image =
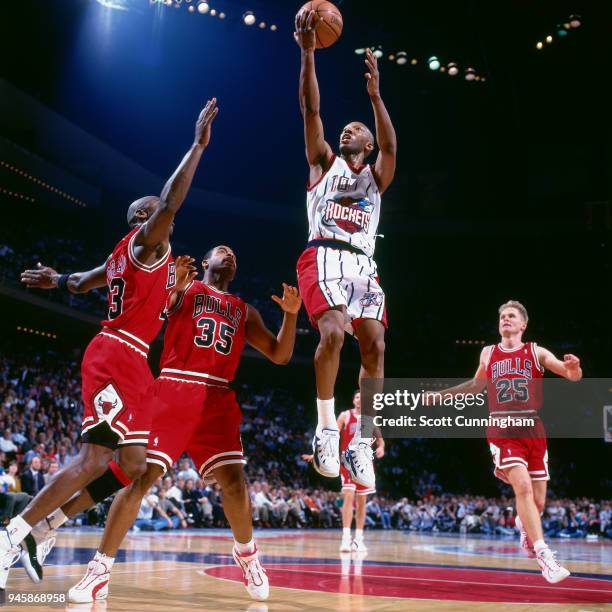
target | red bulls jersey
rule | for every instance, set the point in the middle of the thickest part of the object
(349, 429)
(205, 335)
(137, 294)
(514, 379)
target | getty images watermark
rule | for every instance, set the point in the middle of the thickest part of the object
(420, 408)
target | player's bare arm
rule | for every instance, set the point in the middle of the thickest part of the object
(473, 385)
(318, 151)
(44, 277)
(568, 368)
(384, 167)
(277, 349)
(185, 274)
(155, 233)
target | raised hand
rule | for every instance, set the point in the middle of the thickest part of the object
(43, 277)
(306, 23)
(291, 300)
(372, 76)
(204, 122)
(185, 271)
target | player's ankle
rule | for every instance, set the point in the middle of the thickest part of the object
(326, 413)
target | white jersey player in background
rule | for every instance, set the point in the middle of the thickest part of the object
(337, 275)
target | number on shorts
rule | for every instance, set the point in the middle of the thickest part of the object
(116, 290)
(206, 338)
(515, 389)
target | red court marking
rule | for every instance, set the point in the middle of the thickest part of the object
(430, 583)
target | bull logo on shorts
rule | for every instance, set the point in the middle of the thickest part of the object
(371, 298)
(107, 402)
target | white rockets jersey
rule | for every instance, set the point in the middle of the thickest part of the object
(344, 204)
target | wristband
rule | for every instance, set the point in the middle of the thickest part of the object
(62, 281)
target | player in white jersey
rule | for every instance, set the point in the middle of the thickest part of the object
(337, 275)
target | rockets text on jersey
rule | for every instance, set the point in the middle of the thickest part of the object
(205, 335)
(344, 204)
(514, 379)
(137, 293)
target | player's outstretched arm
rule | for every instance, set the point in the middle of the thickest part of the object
(156, 231)
(318, 152)
(384, 167)
(474, 385)
(44, 277)
(280, 348)
(568, 368)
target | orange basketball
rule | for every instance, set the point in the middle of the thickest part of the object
(330, 27)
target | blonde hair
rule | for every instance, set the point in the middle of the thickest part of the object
(514, 304)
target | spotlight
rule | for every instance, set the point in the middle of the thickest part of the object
(434, 63)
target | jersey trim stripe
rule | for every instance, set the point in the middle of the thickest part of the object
(196, 374)
(123, 341)
(140, 265)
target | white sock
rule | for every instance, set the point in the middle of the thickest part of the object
(327, 415)
(539, 545)
(17, 530)
(102, 558)
(245, 549)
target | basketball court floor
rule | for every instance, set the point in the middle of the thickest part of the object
(194, 570)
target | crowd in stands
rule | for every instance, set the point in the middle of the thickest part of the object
(40, 410)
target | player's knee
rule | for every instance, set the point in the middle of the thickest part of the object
(523, 488)
(332, 339)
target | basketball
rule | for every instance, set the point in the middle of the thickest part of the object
(330, 27)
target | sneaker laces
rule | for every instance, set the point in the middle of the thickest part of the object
(326, 442)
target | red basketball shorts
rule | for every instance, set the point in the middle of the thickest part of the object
(350, 485)
(115, 376)
(510, 452)
(329, 277)
(198, 418)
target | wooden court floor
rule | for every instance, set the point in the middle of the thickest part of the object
(193, 570)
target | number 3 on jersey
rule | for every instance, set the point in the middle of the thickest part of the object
(115, 292)
(206, 338)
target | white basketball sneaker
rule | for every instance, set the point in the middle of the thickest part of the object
(254, 575)
(526, 545)
(551, 570)
(345, 545)
(326, 451)
(358, 460)
(93, 586)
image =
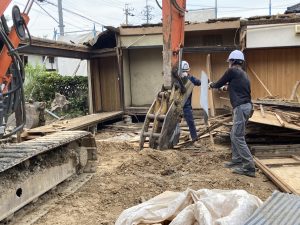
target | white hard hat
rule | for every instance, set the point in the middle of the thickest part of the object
(236, 54)
(185, 66)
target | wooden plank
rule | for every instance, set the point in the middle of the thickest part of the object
(210, 93)
(262, 111)
(270, 119)
(290, 175)
(77, 123)
(277, 181)
(293, 95)
(280, 120)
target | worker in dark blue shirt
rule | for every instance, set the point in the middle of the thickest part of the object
(187, 108)
(236, 81)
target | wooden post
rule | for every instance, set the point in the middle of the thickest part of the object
(210, 94)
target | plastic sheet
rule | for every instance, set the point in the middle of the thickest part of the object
(202, 207)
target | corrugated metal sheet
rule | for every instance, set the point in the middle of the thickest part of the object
━━━━━━━━━━━━━━━━━━━━━━━━━━━━━━
Your assignment: Begin at the line containing "target | wooden post" and reproduce each line through the end of the records above.

Written solution:
target | wooden post
rule | for every instance, set the point in the middle of the thickest part of the object
(210, 94)
target | plastic sheet
rule | for every instance, set the point in the middle of the thickest part of the object
(202, 207)
target | corrugated metal sheet
rule | for every instance, set the point in the middle of the thickest part of the object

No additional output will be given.